The records sit below this line. Repeat all of them exactly.

**********

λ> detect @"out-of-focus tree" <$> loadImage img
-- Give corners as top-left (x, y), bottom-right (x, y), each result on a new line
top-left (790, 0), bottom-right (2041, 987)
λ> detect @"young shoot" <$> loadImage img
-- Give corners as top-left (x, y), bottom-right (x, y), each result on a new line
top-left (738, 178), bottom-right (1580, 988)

**********

■ **Expected answer**:
λ> detect @"out-of-focus tree" <$> loadImage img
-- Give corners as top-left (x, y), bottom-right (x, y), each result on a new line
top-left (790, 0), bottom-right (2041, 987)
λ> detect @"young shoot" <$> loadImage img
-- Give corners as top-left (x, y), bottom-right (x, y), each result on a new line
top-left (738, 178), bottom-right (1580, 988)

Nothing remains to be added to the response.